-- start PROVIDED RECORDS --

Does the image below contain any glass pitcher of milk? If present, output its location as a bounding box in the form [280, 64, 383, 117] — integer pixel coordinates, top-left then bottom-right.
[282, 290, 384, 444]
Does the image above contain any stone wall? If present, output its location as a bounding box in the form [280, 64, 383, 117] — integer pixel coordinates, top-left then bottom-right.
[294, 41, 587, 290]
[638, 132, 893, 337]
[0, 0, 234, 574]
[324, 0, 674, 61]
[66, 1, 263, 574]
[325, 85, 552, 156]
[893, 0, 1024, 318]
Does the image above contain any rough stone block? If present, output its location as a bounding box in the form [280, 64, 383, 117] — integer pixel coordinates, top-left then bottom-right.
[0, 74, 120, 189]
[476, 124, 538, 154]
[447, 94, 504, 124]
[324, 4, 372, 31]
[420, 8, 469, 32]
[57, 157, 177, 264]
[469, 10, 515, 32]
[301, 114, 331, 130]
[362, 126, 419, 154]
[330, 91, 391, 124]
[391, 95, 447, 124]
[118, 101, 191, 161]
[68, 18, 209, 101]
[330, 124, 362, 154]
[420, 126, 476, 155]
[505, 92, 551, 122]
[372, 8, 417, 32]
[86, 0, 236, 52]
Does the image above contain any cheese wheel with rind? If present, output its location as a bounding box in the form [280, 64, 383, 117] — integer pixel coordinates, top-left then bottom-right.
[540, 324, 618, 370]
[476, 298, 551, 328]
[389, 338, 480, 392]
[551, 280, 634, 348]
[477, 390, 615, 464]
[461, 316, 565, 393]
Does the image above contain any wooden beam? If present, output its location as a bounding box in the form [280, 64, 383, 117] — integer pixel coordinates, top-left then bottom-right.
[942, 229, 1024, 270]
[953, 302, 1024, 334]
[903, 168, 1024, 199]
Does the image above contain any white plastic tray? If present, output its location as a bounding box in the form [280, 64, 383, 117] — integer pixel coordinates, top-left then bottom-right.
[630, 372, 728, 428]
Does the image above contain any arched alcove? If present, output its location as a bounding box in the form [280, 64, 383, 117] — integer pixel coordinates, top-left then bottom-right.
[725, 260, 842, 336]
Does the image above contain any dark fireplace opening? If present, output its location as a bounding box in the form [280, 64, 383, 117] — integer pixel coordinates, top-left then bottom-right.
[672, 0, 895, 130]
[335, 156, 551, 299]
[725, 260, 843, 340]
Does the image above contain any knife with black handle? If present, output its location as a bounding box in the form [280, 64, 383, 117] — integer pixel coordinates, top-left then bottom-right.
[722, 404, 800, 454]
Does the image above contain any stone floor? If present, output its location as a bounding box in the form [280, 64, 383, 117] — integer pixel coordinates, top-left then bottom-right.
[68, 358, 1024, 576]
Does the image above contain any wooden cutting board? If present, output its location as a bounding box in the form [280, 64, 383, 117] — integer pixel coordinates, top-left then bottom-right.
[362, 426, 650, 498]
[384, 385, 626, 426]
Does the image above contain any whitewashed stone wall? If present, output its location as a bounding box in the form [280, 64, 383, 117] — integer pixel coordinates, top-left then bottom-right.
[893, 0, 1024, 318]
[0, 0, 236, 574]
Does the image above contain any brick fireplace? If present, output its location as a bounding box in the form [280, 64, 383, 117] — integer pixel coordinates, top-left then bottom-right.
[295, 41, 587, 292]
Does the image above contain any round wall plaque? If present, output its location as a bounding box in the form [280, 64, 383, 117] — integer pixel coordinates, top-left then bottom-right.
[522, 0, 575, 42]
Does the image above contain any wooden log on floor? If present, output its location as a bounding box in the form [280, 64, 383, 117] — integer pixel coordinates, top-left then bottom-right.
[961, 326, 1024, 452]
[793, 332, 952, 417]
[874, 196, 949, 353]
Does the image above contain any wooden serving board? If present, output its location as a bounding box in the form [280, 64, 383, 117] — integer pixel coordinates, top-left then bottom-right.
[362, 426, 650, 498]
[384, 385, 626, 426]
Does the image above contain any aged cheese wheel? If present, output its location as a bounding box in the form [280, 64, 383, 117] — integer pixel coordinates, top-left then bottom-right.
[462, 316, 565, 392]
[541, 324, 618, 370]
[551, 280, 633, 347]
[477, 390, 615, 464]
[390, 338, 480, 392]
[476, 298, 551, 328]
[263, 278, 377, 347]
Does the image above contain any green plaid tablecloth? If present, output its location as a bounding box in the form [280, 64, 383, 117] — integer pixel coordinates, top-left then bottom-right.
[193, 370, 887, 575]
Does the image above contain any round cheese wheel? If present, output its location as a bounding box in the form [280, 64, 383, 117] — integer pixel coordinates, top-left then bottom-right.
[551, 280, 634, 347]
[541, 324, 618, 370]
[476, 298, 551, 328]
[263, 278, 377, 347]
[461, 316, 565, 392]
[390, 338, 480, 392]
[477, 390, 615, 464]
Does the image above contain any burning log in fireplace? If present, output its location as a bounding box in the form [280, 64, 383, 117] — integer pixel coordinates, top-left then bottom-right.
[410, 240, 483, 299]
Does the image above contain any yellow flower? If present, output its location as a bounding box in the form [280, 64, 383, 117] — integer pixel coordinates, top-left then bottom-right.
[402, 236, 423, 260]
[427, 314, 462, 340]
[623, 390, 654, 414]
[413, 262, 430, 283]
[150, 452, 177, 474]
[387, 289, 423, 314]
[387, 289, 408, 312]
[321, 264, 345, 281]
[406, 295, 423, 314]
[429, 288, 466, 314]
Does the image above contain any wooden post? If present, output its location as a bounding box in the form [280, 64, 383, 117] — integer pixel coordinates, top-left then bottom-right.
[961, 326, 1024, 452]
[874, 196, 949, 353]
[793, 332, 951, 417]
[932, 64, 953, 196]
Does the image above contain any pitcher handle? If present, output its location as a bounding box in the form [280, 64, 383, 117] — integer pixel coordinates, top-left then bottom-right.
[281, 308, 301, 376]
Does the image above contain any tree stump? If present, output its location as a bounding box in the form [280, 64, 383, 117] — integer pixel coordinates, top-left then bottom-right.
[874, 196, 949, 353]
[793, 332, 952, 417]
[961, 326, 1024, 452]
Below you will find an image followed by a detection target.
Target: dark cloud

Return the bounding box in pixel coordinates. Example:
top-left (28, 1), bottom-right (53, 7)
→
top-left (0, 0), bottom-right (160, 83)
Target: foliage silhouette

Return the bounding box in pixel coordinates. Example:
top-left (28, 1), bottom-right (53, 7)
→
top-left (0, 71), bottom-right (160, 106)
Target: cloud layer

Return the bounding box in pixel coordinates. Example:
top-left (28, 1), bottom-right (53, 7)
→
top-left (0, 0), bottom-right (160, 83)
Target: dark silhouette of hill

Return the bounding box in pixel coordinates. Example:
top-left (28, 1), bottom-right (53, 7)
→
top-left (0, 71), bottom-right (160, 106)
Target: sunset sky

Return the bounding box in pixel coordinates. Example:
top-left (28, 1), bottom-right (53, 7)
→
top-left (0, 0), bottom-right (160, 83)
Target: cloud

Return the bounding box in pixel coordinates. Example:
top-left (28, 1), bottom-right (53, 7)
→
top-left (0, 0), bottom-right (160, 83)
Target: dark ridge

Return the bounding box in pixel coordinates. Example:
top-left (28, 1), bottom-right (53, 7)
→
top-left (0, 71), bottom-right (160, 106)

-- end PROVIDED RECORDS --

- WHAT NEEDS TO BE DONE
Copy out every line of the listing above exactly as it stands, from start to finish, with nothing changed.

- RESULT OF THIS EXERCISE
Does the image below contain any glass pitcher of milk? If present, output its location as a bounding box in the form [280, 64, 383, 117] — integer pixel coordinates, top-left then bottom-right.
[282, 290, 384, 444]
Does the image above contain any stone wall? If present, output its location as a bounding box in the form [280, 64, 383, 117] — integer pixel coordinates, top-left then bottom-right.
[294, 41, 587, 290]
[638, 132, 893, 337]
[0, 0, 234, 574]
[324, 0, 674, 61]
[66, 1, 263, 574]
[325, 85, 552, 156]
[893, 0, 1024, 318]
Does the image above contain any rough stone block? If present, output its location as a bounding box in the form [280, 64, 383, 117] — integer pixel coordinates, top-left then bottom-right.
[0, 74, 120, 189]
[476, 124, 538, 154]
[447, 94, 504, 124]
[324, 4, 372, 31]
[420, 8, 469, 32]
[57, 157, 177, 264]
[469, 10, 515, 32]
[301, 114, 331, 130]
[362, 126, 419, 154]
[330, 91, 391, 124]
[391, 95, 447, 124]
[118, 101, 191, 161]
[68, 18, 209, 101]
[330, 124, 362, 154]
[420, 126, 476, 155]
[505, 92, 551, 122]
[372, 8, 417, 32]
[86, 0, 236, 52]
Does the image above contain any cheese wheel with rind? If present, output its location as a bounding box in the form [280, 64, 383, 117] — integer pixel coordinates, top-left then bottom-right.
[540, 324, 618, 370]
[476, 298, 551, 328]
[389, 338, 480, 392]
[551, 280, 634, 348]
[477, 390, 615, 464]
[461, 316, 565, 393]
Does the image above contain any wooden beam? If present, output its location as a bounding box in the form [280, 64, 383, 117] — integer pixel coordinates, top-left then bottom-right.
[942, 229, 1024, 270]
[953, 302, 1024, 334]
[903, 168, 1024, 199]
Does the image above contain any white plastic tray? If present, output its location as a bounding box in the form [280, 64, 383, 117] — integer pixel coordinates, top-left then bottom-right.
[630, 372, 728, 428]
Does the image above contain any arched alcove? If present, output its location as a bounding box in the form [280, 64, 383, 117] — integer pixel coordinates, top-left then bottom-right.
[725, 260, 842, 336]
Does the image above contain any dark fireplace opening? If present, output its location as a bounding box in the form [280, 64, 383, 117] — integer pixel coordinates, top-left then bottom-right.
[672, 0, 895, 130]
[335, 156, 551, 299]
[725, 260, 843, 340]
Does the image above contain any knife with black handle? If present, output its location as a bounding box in the form [280, 64, 383, 117] — integer pixel coordinates, top-left then bottom-right.
[722, 404, 800, 454]
Does the image above contain any stone floor? If present, output its location as a bounding box in the form [280, 64, 383, 117] — integer pixel coordinates, top-left then bottom-right.
[68, 358, 1024, 576]
Does the image above contain any wooden cutting board? If present, output its location as a bounding box in the form [280, 64, 383, 117] — integer pixel coordinates, top-left then bottom-right.
[362, 426, 650, 498]
[384, 385, 626, 426]
Does the image above contain any whitewashed stone wall? If present, output its location as a bounding box in the form [280, 64, 383, 117] — integer pixel coordinates, top-left then bottom-right.
[893, 0, 1024, 318]
[0, 0, 236, 574]
Does the image above contain any brick fireplace? If present, output its location as a bounding box in the form [280, 64, 383, 117] — integer pixel coordinates, top-left then bottom-right.
[295, 41, 587, 292]
Does the image above contain any round wall plaque? If present, output its location as a bounding box in the form [280, 64, 383, 117] — integer pixel coordinates, top-left then bottom-right.
[522, 0, 575, 42]
Does the image above contain any wooden log on floor? If present, output its location as a bounding box in the form [280, 64, 383, 117] — integer pixel coordinates, top-left then bottom-right.
[961, 326, 1024, 452]
[793, 332, 952, 417]
[874, 196, 949, 353]
Does the image above contain any wooden serving board? If present, output its location as a bounding box in the form [280, 64, 383, 117] — integer pixel coordinates, top-left then bottom-right.
[362, 426, 650, 498]
[384, 385, 626, 426]
Does the image above contain any aged cheese wheel? If present, output its location as a bounding box in the form [280, 64, 383, 117] — integer pixel coordinates, top-left then bottom-right.
[462, 316, 565, 392]
[541, 324, 618, 370]
[551, 280, 633, 347]
[477, 390, 615, 464]
[390, 338, 480, 392]
[476, 298, 551, 328]
[263, 278, 377, 347]
Does the image above contain any green plaid tablecloth? If present, output its location as a bounding box in the form [280, 64, 383, 117] — integer pixel coordinates, top-left then bottom-right.
[193, 370, 887, 575]
Does the image above contain any round cheese wheel? If present, output its location as a bounding box in the form [280, 64, 383, 117] — integer pixel coordinates, top-left then bottom-right.
[551, 280, 634, 347]
[541, 324, 618, 370]
[476, 298, 551, 328]
[263, 278, 377, 347]
[461, 316, 565, 392]
[390, 338, 480, 392]
[477, 390, 615, 464]
Does the image above contain any burning log in fireplace? If present, output its location as a bounding box in the form [280, 64, 383, 117] — integer pixel coordinates, top-left then bottom-right.
[410, 240, 483, 299]
Does the image above contain any yellow flower? If present, output its location as a bounding box in the form [280, 64, 383, 117] — integer pixel coordinates, top-left then bottom-right.
[402, 236, 423, 260]
[427, 314, 462, 340]
[623, 390, 654, 414]
[413, 262, 430, 283]
[150, 452, 177, 474]
[387, 289, 423, 314]
[387, 289, 408, 312]
[321, 264, 345, 281]
[406, 295, 423, 314]
[429, 288, 466, 314]
Does the image above contain any wooden post? If present, output its location as a bounding box in the form [280, 64, 383, 117] — integer pixel coordinates, top-left then bottom-right.
[961, 326, 1024, 452]
[874, 196, 949, 353]
[793, 332, 951, 417]
[932, 64, 953, 196]
Does the image above contain any pitcher handle? If present, output its location as a bounding box in the form [280, 64, 383, 117] — integer pixel coordinates, top-left then bottom-right.
[281, 308, 301, 376]
Does the image above contain any tree stump? If present, output its location as a bounding box in the form [280, 64, 383, 117] — integer pixel coordinates, top-left then bottom-right.
[874, 196, 949, 353]
[793, 332, 952, 417]
[961, 326, 1024, 452]
Below you will find an image followed by a detection target.
Target: dark cloud

Return the bounding box in pixel coordinates. Example:
top-left (28, 1), bottom-right (53, 7)
→
top-left (0, 0), bottom-right (160, 83)
Target: foliage silhouette

Return the bounding box in pixel coordinates. Example:
top-left (28, 1), bottom-right (53, 7)
→
top-left (0, 71), bottom-right (160, 106)
Target: cloud layer

Return the bounding box in pixel coordinates. Example:
top-left (28, 1), bottom-right (53, 7)
→
top-left (0, 0), bottom-right (160, 83)
Target: dark silhouette of hill

Return the bounding box in pixel coordinates. Example:
top-left (28, 1), bottom-right (53, 7)
→
top-left (0, 71), bottom-right (160, 106)
Target: sunset sky

Return the bounding box in pixel coordinates. Example:
top-left (28, 1), bottom-right (53, 7)
→
top-left (0, 0), bottom-right (160, 83)
Target: cloud

Return the bounding box in pixel coordinates. Example:
top-left (28, 1), bottom-right (53, 7)
→
top-left (0, 0), bottom-right (160, 83)
Target: dark ridge

Return the bounding box in pixel coordinates. Example:
top-left (28, 1), bottom-right (53, 7)
→
top-left (0, 71), bottom-right (160, 106)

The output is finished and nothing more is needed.